BEGIN
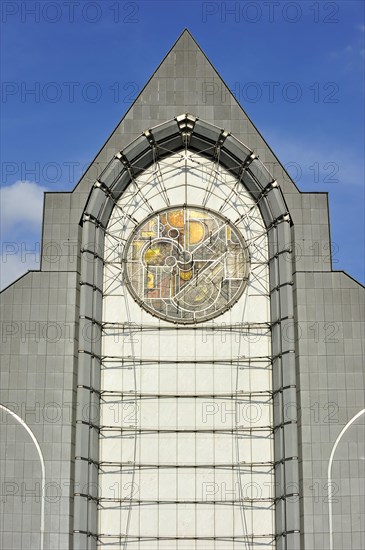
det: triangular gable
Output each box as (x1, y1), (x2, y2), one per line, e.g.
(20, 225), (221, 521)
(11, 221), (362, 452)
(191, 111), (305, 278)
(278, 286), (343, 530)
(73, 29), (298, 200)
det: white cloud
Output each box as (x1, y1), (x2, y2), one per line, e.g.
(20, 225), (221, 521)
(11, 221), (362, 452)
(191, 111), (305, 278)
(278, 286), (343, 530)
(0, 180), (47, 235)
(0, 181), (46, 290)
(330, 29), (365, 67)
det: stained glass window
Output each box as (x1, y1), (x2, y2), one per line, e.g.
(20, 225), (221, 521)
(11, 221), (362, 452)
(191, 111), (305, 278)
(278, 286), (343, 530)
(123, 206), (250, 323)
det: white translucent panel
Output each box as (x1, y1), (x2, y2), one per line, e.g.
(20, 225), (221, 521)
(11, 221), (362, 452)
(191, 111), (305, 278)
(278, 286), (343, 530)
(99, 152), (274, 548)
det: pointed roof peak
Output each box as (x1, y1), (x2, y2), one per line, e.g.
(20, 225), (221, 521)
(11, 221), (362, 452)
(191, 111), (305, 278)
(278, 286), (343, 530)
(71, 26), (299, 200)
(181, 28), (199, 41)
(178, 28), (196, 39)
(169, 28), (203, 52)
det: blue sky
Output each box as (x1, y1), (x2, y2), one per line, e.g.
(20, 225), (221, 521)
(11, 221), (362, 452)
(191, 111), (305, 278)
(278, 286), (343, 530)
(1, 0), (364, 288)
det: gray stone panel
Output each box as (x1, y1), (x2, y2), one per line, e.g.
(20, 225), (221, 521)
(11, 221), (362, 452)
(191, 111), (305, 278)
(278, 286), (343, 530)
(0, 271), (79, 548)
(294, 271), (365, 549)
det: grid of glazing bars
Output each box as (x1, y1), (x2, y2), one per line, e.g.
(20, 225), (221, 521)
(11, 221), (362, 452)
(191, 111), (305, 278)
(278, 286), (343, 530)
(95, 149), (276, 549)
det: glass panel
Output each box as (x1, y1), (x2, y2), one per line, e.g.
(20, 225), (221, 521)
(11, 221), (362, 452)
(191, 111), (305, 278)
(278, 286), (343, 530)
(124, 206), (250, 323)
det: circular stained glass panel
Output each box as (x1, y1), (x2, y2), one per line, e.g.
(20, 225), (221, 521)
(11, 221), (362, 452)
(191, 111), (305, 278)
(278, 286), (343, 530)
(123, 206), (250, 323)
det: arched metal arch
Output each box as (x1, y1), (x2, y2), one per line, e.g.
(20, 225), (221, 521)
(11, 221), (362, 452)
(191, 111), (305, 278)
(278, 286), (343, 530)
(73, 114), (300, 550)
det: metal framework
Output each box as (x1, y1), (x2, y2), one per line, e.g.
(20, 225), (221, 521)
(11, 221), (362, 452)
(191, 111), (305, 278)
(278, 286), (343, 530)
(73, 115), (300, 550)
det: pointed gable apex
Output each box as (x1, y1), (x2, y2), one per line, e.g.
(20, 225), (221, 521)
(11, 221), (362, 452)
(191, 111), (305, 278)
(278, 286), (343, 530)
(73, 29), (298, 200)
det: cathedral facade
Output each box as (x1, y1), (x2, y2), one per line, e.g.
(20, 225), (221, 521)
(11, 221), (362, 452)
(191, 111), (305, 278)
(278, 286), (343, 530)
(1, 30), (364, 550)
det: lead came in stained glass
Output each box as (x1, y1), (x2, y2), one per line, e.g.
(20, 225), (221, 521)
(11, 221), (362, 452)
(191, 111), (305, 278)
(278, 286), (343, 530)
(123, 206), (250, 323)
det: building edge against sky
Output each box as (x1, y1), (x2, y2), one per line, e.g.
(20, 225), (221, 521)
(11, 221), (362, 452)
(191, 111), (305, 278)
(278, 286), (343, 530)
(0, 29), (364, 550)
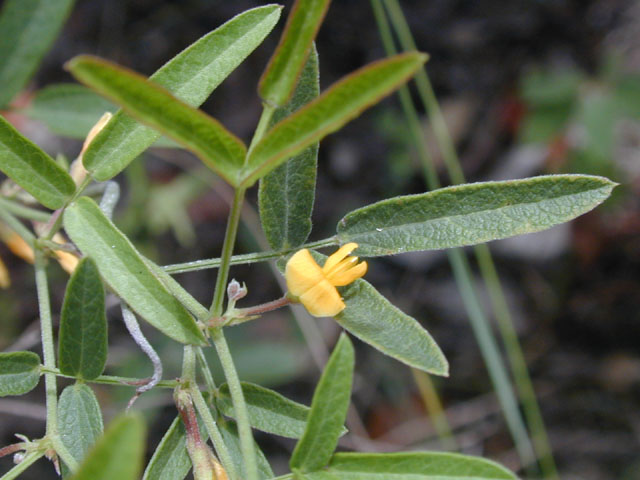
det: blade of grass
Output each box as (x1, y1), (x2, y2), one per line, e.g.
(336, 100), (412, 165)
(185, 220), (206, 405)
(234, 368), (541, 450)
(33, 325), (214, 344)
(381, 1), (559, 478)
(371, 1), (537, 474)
END
AIM OF THE EXERCISE – Whenever the string "pointed" shows up in a line of the entries, copy that line.

FINISHED TASK –
det: pointed roof peak
det: pointed gable apex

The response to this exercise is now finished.